▶ [Page text]:
┌────────
Live album by Grateful Dead
- Released: April 13, 2019
- Recorded: October 9 and 10, 1980
- Venue: Warfield Theatre San Francisco
- Genre: Rock
- Label: Rhino
- Producer: Grateful Dead

Grateful Dead chronology
| Dave's Picks Volume 29 (2019) | The Warfield, San Francisco, California, October 9 & 10, 1980 (2019) | Sage & Spirit (2019) |

= The Warfield, San Francisco, California, October 9 & 10, 1980 =

The Warfield, San Francisco, California, October 9 & 10, 1980 is a live album by the rock band the Grateful Dead. It contains the two sets of acoustic music performed by the Dead on October 9 and 10, 1980 at the Warfield Theatre in San Francisco. It was produced as a two-disc LP in a limited edition of 10,000 copies, and as a two-disc CD in a limited edition of 6,000 copies. It was released on April 13, 2019, in conjunction with Record Store Day.

== Recording ==
In September and October 1980, the Grateful Dead played a series of concerts that had one set of acoustic music followed by two sets of electric music. The tour included 15 shows at the Warfield Theatre in San Francisco, two shows at the Saenger Performing Arts Center in New Orleans, and eight shows at Radio City Music Hall in New York City. The following year they released two live double albums recorded at these concerts – Reckoning, with all acoustic songs, and Dead Set, with all electric songs – as well as a video called Dead Ahead.
└────────
▶ [Data for this exercise]:
┌────────
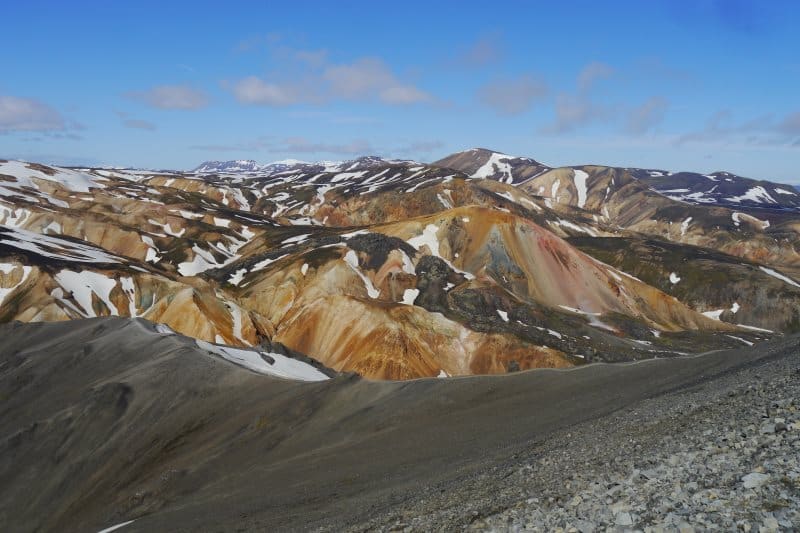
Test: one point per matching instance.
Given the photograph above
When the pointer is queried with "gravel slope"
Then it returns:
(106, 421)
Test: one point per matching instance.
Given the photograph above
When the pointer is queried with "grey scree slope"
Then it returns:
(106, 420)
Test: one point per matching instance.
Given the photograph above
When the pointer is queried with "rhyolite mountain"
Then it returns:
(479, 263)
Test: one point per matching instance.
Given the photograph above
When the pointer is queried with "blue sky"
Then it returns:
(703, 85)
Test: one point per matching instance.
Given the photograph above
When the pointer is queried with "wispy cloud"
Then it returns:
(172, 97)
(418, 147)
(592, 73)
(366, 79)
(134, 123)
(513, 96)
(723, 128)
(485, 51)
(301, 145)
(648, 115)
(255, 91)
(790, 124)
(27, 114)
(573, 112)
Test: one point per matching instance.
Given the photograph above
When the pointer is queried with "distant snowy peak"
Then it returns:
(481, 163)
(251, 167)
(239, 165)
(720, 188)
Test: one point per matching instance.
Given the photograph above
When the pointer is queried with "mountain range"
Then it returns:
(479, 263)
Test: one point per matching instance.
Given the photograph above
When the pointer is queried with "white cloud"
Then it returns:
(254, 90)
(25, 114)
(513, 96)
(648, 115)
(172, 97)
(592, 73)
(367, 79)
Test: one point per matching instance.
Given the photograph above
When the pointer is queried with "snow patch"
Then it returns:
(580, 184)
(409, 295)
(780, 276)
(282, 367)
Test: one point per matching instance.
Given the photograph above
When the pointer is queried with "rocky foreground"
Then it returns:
└────────
▶ [Tasks to complete]:
**a)** Condense the album article's paragraph beginning "In September and October 1980" into a short bulleted list that keeps its main facts.
**b)** Tally the lines in the entries that contain the string "cloud", and reply with the number alone.
The album text and the entries are unrelated material.

▶ [Final results]:
**a)**
- In September and October 1980, the Grateful Dead played concerts with one acoustic set followed by two electric sets.
- The tour included 15 shows at the Warfield Theatre in San Francisco, two at the Saenger Performing Arts Center in New Orleans, and eight at Radio City Music Hall in New York City.
- The next year, two live double albums from these concerts were released: Reckoning (all acoustic) and Dead Set (all electric).
- A video, Dead Ahead, was also released.

**b)** 2